-- begin Document extract --
The “uniqueness” part of double natural recursion is also handy. To be a little more explicit, it says the following.

Let \(A\) be a set, with \(\delta : \nats \rightarrow A\), and \(\psi : A \rightarrow A\), and \(\chi : \nats \times A \times A \rightarrow A\). Then \(\dnatrec(\delta)(\psi)(\chi)\) is the unique solution \(f : \nats \times \nats \rightarrow A\) to the following system of functional equations for all \(n,k \in \nats\): \[\left\{\begin{array}{l} f(\zero,k) = \delta(k) \\ f(\next(n),\zero) = \psi(f(n,\zero)) \\ f(\next(n),\next(k)) = \chi(k,f(n,k),f(n,\next(k))) \end{array}\right.\]

Testing

Suite:

_test_dnaturalRec ::
  ( TypeName n, Show n, Equal n, Arbitrary n, CoArbitrary n, Natural n
  , CoArbitrary a, Arbitrary a, Show a, Equal a, TypeName a
  ) => Int -> Int -> n -> a -> IO ()
_test_dnaturalRec size cases n a = do
  testLabel2 "dnaturalRec" n a

  let args = testArgs size cases

  runTest args (_test_dnaturalRec_equiv n a)

Main:

main_dnaturalRec :: IO ()
main_dnaturalRec = do
  _test_dnaturalRec 10 50 (zero :: Unary) (zero :: Unary)
  _test_dnaturalRec 10 50 (zero :: Unary) (zero :: Unary)
  _test_dnaturalRec 10 50 (zero :: Unary) (true :: Bool)
  _test_dnaturalRec 10 50 (zero :: Unary) (true :: Bool)
-- end Document extract --
-- begin Listed records --
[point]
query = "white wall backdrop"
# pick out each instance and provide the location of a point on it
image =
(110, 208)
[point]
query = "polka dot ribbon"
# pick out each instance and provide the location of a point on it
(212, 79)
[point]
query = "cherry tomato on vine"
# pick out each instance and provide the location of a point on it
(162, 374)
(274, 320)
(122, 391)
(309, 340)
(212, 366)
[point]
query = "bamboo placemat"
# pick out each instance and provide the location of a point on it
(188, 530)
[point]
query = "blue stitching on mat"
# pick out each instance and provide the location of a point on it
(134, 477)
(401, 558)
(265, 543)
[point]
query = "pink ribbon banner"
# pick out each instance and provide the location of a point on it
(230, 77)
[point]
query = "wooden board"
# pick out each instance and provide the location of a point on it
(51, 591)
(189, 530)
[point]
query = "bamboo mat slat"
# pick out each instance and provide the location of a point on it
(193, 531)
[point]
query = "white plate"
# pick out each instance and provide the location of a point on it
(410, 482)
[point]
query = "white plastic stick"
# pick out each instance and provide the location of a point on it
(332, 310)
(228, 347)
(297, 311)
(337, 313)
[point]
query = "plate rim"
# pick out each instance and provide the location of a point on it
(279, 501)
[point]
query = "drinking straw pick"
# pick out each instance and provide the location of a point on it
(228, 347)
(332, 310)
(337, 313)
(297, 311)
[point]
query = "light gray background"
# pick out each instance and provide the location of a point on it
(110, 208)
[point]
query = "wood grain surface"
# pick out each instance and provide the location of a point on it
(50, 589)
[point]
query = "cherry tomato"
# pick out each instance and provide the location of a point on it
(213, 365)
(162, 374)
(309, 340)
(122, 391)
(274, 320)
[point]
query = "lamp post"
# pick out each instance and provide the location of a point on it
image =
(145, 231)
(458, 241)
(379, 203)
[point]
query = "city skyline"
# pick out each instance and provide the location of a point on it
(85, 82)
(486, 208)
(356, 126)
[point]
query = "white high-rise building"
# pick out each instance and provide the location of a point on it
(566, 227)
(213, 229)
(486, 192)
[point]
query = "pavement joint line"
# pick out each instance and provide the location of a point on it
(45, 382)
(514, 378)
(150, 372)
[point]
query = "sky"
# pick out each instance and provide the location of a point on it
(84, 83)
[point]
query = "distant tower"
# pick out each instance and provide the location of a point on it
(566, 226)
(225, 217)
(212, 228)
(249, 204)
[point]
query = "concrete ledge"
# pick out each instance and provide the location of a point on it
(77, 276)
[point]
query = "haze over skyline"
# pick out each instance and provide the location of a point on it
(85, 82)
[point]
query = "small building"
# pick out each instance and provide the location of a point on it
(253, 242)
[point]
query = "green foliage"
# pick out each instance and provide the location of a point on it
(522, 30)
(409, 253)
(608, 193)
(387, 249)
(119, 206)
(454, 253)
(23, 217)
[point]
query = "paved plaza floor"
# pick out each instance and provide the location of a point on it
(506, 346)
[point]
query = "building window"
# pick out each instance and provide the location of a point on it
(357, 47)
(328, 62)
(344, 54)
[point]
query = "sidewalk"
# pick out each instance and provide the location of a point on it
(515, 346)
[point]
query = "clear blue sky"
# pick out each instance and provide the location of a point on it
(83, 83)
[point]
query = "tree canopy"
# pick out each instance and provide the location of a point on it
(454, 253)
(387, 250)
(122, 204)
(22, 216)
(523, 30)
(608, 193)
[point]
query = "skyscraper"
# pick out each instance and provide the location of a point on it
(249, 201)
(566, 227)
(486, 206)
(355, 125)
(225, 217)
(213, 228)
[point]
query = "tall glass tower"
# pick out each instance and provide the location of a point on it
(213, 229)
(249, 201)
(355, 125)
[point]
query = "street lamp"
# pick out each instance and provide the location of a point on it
-- end Listed records --
● Direction: Set down the part of the double natural recursion excerpt above starting with "Let \(A\) be" and going on through "Int -> n -> a -> IO ()", unchanged.

● Solution for this exercise:
Let \(A\) be a set, with \(\delta : \nats \rightarrow A\), and \(\psi : A \rightarrow A\), and \(\chi : \nats \times A \times A \rightarrow A\). Then \(\dnatrec(\delta)(\psi)(\chi)\) is the unique solution \(f : \nats \times \nats \rightarrow A\) to the following system of functional equations for all \(n,k \in \nats\): \[\left\{\begin{array}{l} f(\zero,k) = \delta(k) \\ f(\next(n),\zero) = \psi(f(n,\zero)) \\ f(\next(n),\next(k)) = \chi(k,f(n,k),f(n,\next(k))) \end{array}\right.\]

Testing

Suite:

_test_dnaturalRec ::
  ( TypeName n, Show n, Equal n, Arbitrary n, CoArbitrary n, Natural n
  , CoArbitrary a, Arbitrary a, Show a, Equal a, TypeName a
  ) => Int -> Int -> n -> a -> IO ()